Yang tak kalah uniknya adalah ruangan kelompok yang berkuasa ternyata bersebelahan dengan kelompok oposisi. Jadi ketika salah satu dari kelompok itu memenangkan Pemilu, mereka juga bertukar ruangan di gedung yang sama. Ruang oposisi juga menarik untuk disambangi. Di sana, terdapat beberapa foto dan kutipan dari tokoh-tokoh oposisi, salah satunya dari Gough Whitlam dari Partai Buruh.
Dalam kutipannya yang terpampang pada tembok ruang pameran, Whitlam mengatakan, “Kami dari Partai Buruh menggunakan waktu kami selama menjadi oposisi dengan mempersiapkan diri untuk membawa negeri kami lebih maju, menyatukan rakyat dalam ikhtiar bersama dan menjadikan sistem demokrasi lebih baik lagi.” Whitlam kemudian terpilih jadi perdana menteri Australia pada 1972 dan diberhentikan pada 11 November 1975 karena dianggap gagal meloloskan anggaran.
Namun, pengajar politik Victoria University, Melbourne, Max Lane mengatakan memang sulit menggambarkan suasana politik yang menyelubungi peristiwa pemecatan Gough Whitlam. “Pemecatan itu semacam kup terhadap Whitlam yang dilakukan oleh Malcolm Fraser dari kubu Liberal. Fraser yang duduk di Senat menolak anggaran yang diajukan Whitlam walaupun House of Representative sudah meloloskannya. Karena alasan itu pemerintah tidak bisa bekerja dan Whitlam kemudian diberhentikan,” kata Max Lane yang pernah bekerja sebagai peneliti di Senat Australia tahun 1983–1990.
Kisah pemecatan Whitlam menjadi drama politik paling dikenang di Australia. Dan sekelumit kisah tersebut menjadi bagian dari sejarah perjalanan demokrasi di Australia. Memang tak banyak kisah itu dipamerkan di Museum Demokrasi Australia. Museum ini hanya memamerkan sisi baiknya saja, selayaknya guru bijak yang mengajarkan nilai-nilai kebajikan pada murid-muridnya.
Setitik Noda dalam Belanga Sejarah
Tapi Australia pun bukan negeri yang lurus-lurus amat dan Canberra adalah kota yang mempertontonkan kontradiksi itu. Tak jauh di seberang gedung parlemen lama, terdapat tenda warga Aborigin. Mereka berkemah di sana, lengkap dengan alat upacara adat serta spanduk dan poster yang menyuarakan gugatan mereka terhadap pemerintah Australia.

**********

TUGAS SINGKAT 1: Berdasarkan teks sumber tentang Museum Demokrasi Australia, pada tanggal berapa Gough Whitlam diberhentikan?
TUGAS SINGKAT 2: Ubahlah paragraf dalam teks sumber yang diawali dengan "Namun, pengajar politik Victoria University" menjadi daftar poin singkat yang tetap memuat fakta-fakta utamanya.

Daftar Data
**********

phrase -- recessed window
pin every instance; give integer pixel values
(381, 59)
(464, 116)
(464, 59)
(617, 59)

**********

JAWABAN TUGAS 1: 11 November 1975.

JAWABAN TUGAS 2:
- Max Lane, pengajar politik Victoria University, Melbourne, yang pernah menjadi peneliti di Senat Australia pada 1983–1990, menilai suasana politik di sekitar pemecatan Gough Whitlam sulit digambarkan.
- Menurutnya, pemecatan itu semacam kup terhadap Whitlam yang dilakukan oleh Malcolm Fraser dari kubu Liberal.
- Fraser, yang duduk di Senat, menolak anggaran yang diajukan Whitlam meskipun House of Representative sudah meloloskannya.
- Akibatnya, pemerintah tidak dapat bekerja dan Whitlam diberhentikan.